start PAGE EXCERPT
Tuesday, 16 April 2013

Craigs 8th Brigade Main

Craig has sent more pics and info from his Prussian collection, everything is in the text so enjoy:
  
8 Brigade Main
The main fighting element of 8 brigade, as in any Prussian brigade post-1813 was formed from the musketeer battalions of it’s constituent elements, less any units held for the reserve element. In 8 brigade, these were drawn from the Brandenburg regiment (IR12), 12 reserve infantry regiment (12 RIR), and the 14th Silesian landwehr infantry regiment. I painted these figures between 2004 and 2005. They are AB, with one or two Fantassin command figures which I found interesting, and a means of providing some additional variety.
  
Main element deployed
  
The 1812 regulations called for the main body to be formed from the musketeer battalions of the two infantry regiments. The reserve element was to be formed from the grenadier battalion, and the most senior musketeer battalion. With the incorporation of reserve regiments and the landwehr into infantry brigades, this was altered somewhat. The grenadier battalions were brigaded together elsewhere, necessitating the creation of the reserve from the next most senior musketeer battalions, and a landwehr battalion. The main element of 8 brigade is thus formed from the second battalions of each infantry regiment: II Bn/ IR12; II Bn/12 RIR; and two of the landwehr battalions: I and IV batalions/14th Silesian LWIR. Each of the battalions is a 32 figure unit of 4 bases (4 x 8), with the figures based in two ranks.
end PAGE EXCERPT
start DATA EXCERPT
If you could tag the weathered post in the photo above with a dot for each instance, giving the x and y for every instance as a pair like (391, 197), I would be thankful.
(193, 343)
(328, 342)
end DATA EXCERPT
PARTS OF THE EXERCISE:
a – Answer from the blog post on 8 Brigade:
(i) Between which years were the figures painted?
(ii) Under the 1812 regulations, what was the reserve element to be formed from?
(iii) How many figures make up each battalion?
b – Reproduce the blog post word for word between "The 1812 regulations" and "in two ranks.", inclusive.
The data are separate material, apart from the blog post.

TASK-BY-TASK ANSWERS:
a –
(i) Between 2004 and 2005.
(ii) The grenadier battalion and the most senior musketeer battalion.
(iii) 32 figures, on 4 bases of 8.

b –
The 1812 regulations called for the main body to be formed from the musketeer battalions of the two infantry regiments. The reserve element was to be formed from the grenadier battalion, and the most senior musketeer battalion. With the incorporation of reserve regiments and the landwehr into infantry brigades, this was altered somewhat. The grenadier battalions were brigaded together elsewhere, necessitating the creation of the reserve from the next most senior musketeer battalions, and a landwehr battalion. The main element of 8 brigade is thus formed from the second battalions of each infantry regiment: II Bn/ IR12; II Bn/12 RIR; and two of the landwehr battalions: I and IV batalions/14th Silesian LWIR. Each of the battalions is a 32 figure unit of 4 bases (4 x 8), with the figures based in two ranks.